見出し画像

『日本誕生』と「なまはげ」的な儀礼。

ぼくが初めて映画館で観た映画はね、たぶん
『ドラえもん のび太の日本誕生』だと思う。
調べてみると平成元年3月公開とのことなので、
昭和57年3月生まれで現在41歳のぼくは、
当時、小学1年生の春休みだったはずだ。

小学1年生のぼくは、ひとりでは行けないので
父とふたりで当時住んでいた街の映画館へとまいりまして、
人生初の映画館にて映画を観たんだけれども。
『のび太の日本誕生』について、映画を
観ておられる方々はわかると思うですが、
めちゃくちゃ、こわい!
悪役の「ギガゾンビ」もこわいし、はたまた、
遮光器土偶型の「ツチダマ」がこわくって、
とくにね、この「ツチダマ」には再生能力があって
割れて壊れたとしても元の形へと戻ってしまう。
その「元の形へと戻る」という描写がさ、
とってもこわかったな。

ぼくはこの今の年齢に成っても、
かなりこわがりではあるのですが、このとき
もう、あまりにもこわすぎて、当時のぼくは
隣りの席で一緒に観ている父に
「こわい‥‥」と伝えて、すると、父が
スクリーンの部屋の外に連れてってくれて、
その外のところで一旦休んでから、
また、席へと戻った記憶がある。

前回noteでは、秋田県男鹿半島周辺における
伝統行事の「なまはげ」について、
【「泣く子はいねがー!」と大声で叫びながら、
 家の中に「なまはげ」が入ってくると、
 子供たちは泣き喚く。

課題
次の1.〜3.の記述が、上の映画の思い出を語る文章の内容と合っているかどうかを判断してください。それぞれ「はい」か「いいえ」で答え、根拠となる文章中の語句をそのまま引用してください。
1. 筆者は、初めて映画館で観た映画を『ドラえもん のび太の日本誕生』だと思っている。
2. 筆者は母とふたりで映画館へ行った。
3. 「ツチダマ」は割れて壊れると元の形には戻らない。
エントリーはここでは使いません。

データ抜粋
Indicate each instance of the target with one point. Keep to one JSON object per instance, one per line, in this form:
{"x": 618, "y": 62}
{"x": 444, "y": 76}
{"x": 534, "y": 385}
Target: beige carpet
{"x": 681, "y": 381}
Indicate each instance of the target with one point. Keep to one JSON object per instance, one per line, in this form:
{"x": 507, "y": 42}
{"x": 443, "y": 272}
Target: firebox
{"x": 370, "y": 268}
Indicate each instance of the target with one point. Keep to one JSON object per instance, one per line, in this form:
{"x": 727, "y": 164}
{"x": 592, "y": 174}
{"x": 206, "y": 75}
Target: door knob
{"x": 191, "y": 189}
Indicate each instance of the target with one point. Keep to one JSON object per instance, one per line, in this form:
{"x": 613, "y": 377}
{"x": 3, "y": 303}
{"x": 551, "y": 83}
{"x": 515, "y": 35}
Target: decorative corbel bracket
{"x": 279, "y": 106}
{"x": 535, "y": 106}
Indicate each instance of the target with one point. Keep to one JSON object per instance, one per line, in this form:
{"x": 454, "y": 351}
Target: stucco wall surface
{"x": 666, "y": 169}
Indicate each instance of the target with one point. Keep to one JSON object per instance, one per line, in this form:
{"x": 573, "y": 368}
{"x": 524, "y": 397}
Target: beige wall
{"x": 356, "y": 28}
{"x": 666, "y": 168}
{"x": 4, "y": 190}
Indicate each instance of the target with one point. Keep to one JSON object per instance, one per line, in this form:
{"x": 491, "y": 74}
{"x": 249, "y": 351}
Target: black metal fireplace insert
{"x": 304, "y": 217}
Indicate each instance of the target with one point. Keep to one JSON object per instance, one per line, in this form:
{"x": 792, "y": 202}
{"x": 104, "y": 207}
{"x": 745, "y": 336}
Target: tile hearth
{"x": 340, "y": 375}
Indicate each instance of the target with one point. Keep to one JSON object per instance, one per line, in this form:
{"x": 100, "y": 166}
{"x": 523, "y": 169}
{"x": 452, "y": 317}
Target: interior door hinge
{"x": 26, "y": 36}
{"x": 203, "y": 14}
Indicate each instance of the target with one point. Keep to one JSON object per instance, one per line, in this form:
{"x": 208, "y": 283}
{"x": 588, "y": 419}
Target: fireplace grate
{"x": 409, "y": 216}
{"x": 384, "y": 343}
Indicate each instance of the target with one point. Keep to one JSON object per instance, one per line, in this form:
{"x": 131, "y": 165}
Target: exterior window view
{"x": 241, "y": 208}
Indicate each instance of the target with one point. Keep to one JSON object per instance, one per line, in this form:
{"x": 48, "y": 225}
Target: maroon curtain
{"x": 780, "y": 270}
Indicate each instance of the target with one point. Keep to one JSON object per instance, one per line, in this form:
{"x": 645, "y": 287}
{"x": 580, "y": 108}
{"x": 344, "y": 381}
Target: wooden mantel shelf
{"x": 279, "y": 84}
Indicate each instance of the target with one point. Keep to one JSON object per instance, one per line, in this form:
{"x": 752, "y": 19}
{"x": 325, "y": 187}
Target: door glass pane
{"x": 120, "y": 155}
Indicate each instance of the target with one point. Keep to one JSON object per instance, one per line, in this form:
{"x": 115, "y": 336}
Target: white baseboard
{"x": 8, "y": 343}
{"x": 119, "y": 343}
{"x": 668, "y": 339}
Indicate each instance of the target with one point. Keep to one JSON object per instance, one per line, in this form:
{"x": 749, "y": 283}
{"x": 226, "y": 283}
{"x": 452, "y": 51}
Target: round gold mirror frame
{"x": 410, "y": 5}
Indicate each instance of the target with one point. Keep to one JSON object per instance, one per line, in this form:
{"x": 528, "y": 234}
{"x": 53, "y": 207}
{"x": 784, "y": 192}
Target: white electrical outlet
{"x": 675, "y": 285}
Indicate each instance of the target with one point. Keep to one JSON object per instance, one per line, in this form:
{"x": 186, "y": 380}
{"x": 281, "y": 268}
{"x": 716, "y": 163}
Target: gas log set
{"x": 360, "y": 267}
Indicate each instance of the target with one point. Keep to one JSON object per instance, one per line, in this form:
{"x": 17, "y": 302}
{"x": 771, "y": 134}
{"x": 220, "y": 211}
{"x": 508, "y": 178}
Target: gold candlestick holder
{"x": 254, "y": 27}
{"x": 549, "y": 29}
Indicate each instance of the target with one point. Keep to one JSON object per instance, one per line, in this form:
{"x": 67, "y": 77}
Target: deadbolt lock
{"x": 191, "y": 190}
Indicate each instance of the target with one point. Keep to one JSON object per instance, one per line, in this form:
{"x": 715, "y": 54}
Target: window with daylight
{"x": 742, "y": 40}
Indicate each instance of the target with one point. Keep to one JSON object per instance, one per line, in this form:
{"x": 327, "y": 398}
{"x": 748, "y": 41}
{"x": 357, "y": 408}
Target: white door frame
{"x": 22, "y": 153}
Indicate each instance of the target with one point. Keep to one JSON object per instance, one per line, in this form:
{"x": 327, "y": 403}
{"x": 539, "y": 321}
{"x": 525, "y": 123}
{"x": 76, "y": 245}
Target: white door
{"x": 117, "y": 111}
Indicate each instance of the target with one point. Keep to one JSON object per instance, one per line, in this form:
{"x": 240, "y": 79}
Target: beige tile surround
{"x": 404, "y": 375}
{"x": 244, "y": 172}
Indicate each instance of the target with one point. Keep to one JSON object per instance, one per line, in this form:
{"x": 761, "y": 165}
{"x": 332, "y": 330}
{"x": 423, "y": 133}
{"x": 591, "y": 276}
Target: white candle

解答
1. はい。「『ドラえもん のび太の日本誕生』だと思う。」
2. いいえ。「父とふたりで当時住んでいた街の映画館へとまいりまして」
3. いいえ。「割れて壊れたとしても元の形へと戻ってしまう。」